原始文档:
%%

03 HTML转PDF工具示例详解

云上凯歌

于 2023-10-31 17:11:27 发布

阅读量294

点赞数 4

分类专栏： python 文章标签： html pdf python

本文链接：https://blog.csdn.net/qq_16089135/article/details/134144908

版权

python 专栏收录该内容

3 篇文章 0 订阅

订阅专栏

python使用 wkhtmltopdf 和 pdfkit 批量加载html生成pdf，适用于博客备份和官网文档打包

wkhtmltopdf 是一个非常好的工具，它可以用适用于多平台的 html 到 pdf 的转换，pdfkit 是 wkhtmltopdf 的Python封装包

1.安装 wkhtmltopdf

1.1 windows 安装

https://wkhtmltopdf.org/downloads.html

下载版本 Windows (MinGW) 0.12.4 32-bit / 64-bit for Windows XP/2003 or later; standalone

添加路径 D:\Program Files\wkhtmltopdf\bin

需要重新打开cmd以及notepad++

1.2 centos 7 安装

https://download.csdn.net/download/qq_16089135/88488817

执行以下命令

 yum install xorg-x11-fonts-75dpi
 rpm -Uvh wkhtmltox-0.12.6-1.centos7.x86_64.rpm

上述方法安装后 wkhtmltopdf 提示未找到命令，执行下面命令

mv /usr/local/bin/wkhtmltopdf /usr/bin/wkhtmltopdf
mv /usr/local/bin/wkhtmltoimage /usr/bin/wkhtmltoimage

然后校验

 which wkhtmltopdf
/usr/bin/wkhtmltopdf
#  which wkhtmltoimage
/usr/bin/wkhtmltoimage

如果新环境，可能还需要其他以来，可以参考：

https://liumapp.gitee.io/articles/2017/04/10/1491811668985.html/

1.3 安装 python 库

pip install pdfkit

API https://pypi.python.org/pypi/pdfkit

2 完整代码

from flask import Flask,request,make_response
import pdfkit
import logging
import requests
import json
import datetime
import os
import base64
from urllib.parse import quote


app = Flask(__name__)

save_pdf_dir = "./temp/"

def get_unique_id():
    """
    根据时间生成唯一ID
    :return:
    """
    current_time = datetime.datetime.now()
    str_time = current_time.strftime('%Y%m%d%H%M%S%f')[:-3]
    unique_id = "{0}".format(str_time)
    return unique_id

def to_weed(file_path):
    img_data = None
    try:
        with open(file_path, 'rb') as f:
            img_data = f.read()
    except Exception as why:
        logging.error("获取图片失败! : {}".format(str(why)))
        return False
    print('开始发送文件至weed');
    try:        
        weed_url = "http://ip:9233/dir/assign"
        r = requests.get(weed_url,data={},timeout=3)
        if r.status_code == requests.codes.ok:
            arr_data = r.json()
            logging.info(arr_data)
            files = {'file':('image.pdf',img_data)}
            publicUrl = arr_data['publicUrl'].replace("ip:9081", "ip:9081")

%%

所给数据:
%%

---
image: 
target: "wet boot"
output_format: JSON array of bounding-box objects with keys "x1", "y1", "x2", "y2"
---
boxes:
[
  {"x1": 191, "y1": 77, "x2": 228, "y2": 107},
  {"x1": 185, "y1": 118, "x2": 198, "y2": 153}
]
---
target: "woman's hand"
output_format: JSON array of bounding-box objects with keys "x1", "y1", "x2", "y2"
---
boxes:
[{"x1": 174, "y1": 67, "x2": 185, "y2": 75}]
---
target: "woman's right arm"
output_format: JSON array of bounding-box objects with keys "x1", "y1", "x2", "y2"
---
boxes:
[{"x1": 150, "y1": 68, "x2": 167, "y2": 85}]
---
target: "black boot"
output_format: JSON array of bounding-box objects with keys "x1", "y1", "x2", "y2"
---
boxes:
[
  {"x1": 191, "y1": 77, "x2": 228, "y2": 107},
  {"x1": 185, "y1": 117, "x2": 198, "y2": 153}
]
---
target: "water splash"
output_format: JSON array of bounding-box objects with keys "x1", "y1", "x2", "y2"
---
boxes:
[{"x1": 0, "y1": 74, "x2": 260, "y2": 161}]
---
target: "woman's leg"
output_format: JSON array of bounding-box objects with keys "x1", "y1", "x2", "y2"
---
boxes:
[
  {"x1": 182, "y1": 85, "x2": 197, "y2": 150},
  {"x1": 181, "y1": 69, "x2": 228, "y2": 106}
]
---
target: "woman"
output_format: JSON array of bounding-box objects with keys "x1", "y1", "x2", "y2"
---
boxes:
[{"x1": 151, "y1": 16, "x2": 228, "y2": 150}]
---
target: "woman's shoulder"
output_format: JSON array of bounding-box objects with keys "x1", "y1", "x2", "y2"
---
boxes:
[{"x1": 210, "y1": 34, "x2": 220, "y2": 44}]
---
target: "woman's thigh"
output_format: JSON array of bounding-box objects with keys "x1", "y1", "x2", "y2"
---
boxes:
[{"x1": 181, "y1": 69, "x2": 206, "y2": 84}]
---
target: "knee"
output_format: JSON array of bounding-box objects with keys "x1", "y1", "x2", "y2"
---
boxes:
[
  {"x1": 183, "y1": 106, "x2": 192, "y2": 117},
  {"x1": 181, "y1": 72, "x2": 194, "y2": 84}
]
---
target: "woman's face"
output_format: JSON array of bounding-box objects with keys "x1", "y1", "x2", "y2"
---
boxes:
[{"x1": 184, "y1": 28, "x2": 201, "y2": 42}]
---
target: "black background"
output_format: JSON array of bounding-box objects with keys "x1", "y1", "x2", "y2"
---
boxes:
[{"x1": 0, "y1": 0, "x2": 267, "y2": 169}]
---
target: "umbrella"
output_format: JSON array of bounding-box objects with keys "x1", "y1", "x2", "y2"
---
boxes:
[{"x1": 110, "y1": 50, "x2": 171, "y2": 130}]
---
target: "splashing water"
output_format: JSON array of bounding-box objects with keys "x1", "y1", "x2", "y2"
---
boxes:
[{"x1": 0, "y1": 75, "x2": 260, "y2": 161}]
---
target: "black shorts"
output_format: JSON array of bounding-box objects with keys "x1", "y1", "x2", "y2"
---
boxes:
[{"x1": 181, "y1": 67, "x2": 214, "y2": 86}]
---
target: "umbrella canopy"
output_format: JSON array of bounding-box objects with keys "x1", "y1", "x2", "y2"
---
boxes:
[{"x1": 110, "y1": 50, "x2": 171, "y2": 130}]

%%

练习目标:
将原始文档中以含有“return False”的词句开头、以“logging.info(arr_data)”结尾的部分重写一遍，并把其中的“arr_data”改为“resp_data”。 这些数据行是另外一份独立的材料。

练习结果:
return False
    print('开始发送文件至weed');
    try:        
        weed_url = "http://ip:9233/dir/assign"
        r = requests.get(weed_url,data={},timeout=3)
        if r.status_code == requests.codes.ok:
            resp_data = r.json()
            logging.info(resp_data)